--- Exercise details ---
Would you transcribe the line containing "Report the location" and every line after it, through the end of the records below, exactly and with nothing else?

##### Provided entries

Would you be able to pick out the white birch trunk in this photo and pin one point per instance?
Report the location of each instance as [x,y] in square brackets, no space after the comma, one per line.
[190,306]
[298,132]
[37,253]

##########

--- Written reply ---
Report the location of each instance as [x,y] in square brackets, no space after the comma, one per line.
[190,306]
[298,132]
[37,253]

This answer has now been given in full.